> [Task to carry out]
Reproduce verbatim the passage of the beta-catenin abstract starting at "Results: Cytoplasmic/nuclear expression" and ending at "cases of CRC.".

> [Supplied text]
[Start of Attachment]

Objective: Although beta-catenin cytoplasmic stabilization and nuclear translocation play a key role in initiation of colorectal cancer (CRC), the mechanisms are far from clear. The aim of this study was to investigate the relation of expressions of cyclooxygenase (COX)-2 and E-cadherin, and the beta-catenin gene exon 3 mutation to the altered distribution of beta-catenin, and their roles in CRC progression and prognosis.
Material and methods: Expressions of beta-catenin, COX-2 and E-cadherin in 96 tissue specimens were detected by immunohistochemistry, and mutation of beta-catenin gene exon 3 was screened by polymerase chain reaction (PCR) and denaturing high-performance liquid chromatography (DHPLC).
Results: Cytoplasmic/nuclear expression of beta-catenin and reduced membranous expression of E-cadherin were associated, respectively, with the earlier and later stages of sequential colorectal carcinogenesis (p<0.05). The altered distribution of beta-catenin was significantly associated with both high Dukes' stages and poor differentiation of CRC (p<0.05). It also had a parallel relationship with COX-2 overexpression (p<0.05, Spearman's rank analysis), but not with reduced E-cadherin expression. Kaplan-Meier analysis showed a significantly worse survival rate for CRC patients with altered expression of beta-catenin (p<0.05, log-rank test). Nevertheless, we failed to find any exon 3 mutation of beta-catenin gene in all 60 cases of CRC.
Conclusions: Altered distribution of beta-catenin occurs in the early stage of colorectal carcinogenesis and has a parallel relationship with COX-2 overexpression. It may serve as a potential marker for the progression and prognosis of CRC. The exon 3 mutation did not appear contributive to the abnormal expression of beta-catenin in CRCs in a Chinese population.

[End of Attachment]

> [Extracted information]
[Start of Attachment]

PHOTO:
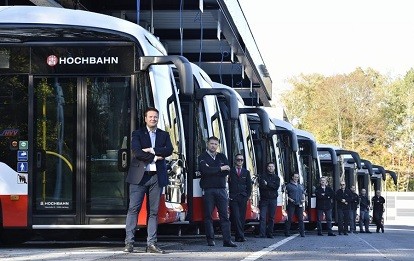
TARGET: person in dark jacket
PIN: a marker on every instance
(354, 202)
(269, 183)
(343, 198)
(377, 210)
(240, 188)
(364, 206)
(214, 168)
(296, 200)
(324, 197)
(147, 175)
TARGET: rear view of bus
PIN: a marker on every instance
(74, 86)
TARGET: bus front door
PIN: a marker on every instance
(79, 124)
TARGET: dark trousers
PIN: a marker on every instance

[End of Attachment]
[Start of Attachment]

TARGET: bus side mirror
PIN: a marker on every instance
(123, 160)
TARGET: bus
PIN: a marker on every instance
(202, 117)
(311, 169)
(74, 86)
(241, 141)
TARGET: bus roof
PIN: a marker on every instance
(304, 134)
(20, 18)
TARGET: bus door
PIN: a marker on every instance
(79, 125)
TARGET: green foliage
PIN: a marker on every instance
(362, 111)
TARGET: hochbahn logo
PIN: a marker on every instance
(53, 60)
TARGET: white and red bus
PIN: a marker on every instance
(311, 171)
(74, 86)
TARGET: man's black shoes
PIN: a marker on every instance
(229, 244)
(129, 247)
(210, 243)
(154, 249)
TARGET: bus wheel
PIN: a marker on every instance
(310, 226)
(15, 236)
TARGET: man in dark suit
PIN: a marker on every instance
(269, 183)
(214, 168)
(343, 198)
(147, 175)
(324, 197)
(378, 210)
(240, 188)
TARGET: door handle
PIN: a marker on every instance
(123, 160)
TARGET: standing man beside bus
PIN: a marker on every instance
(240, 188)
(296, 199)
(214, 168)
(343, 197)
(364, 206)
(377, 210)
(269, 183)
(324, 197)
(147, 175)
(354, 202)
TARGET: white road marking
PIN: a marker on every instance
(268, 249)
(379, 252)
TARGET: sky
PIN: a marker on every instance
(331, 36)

[End of Attachment]
[Start of Attachment]

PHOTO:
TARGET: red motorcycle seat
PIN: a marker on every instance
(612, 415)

[End of Attachment]

> [Solution for this problem]
Results: Cytoplasmic/nuclear expression of beta-catenin and reduced membranous expression of E-cadherin were associated, respectively, with the earlier and later stages of sequential colorectal carcinogenesis (p<0.05). The altered distribution of beta-catenin was significantly associated with both high Dukes' stages and poor differentiation of CRC (p<0.05). It also had a parallel relationship with COX-2 overexpression (p<0.05, Spearman's rank analysis), but not with reduced E-cadherin expression. Kaplan-Meier analysis showed a significantly worse survival rate for CRC patients with altered expression of beta-catenin (p<0.05, log-rank test). Nevertheless, we failed to find any exon 3 mutation of beta-catenin gene in all 60 cases of CRC.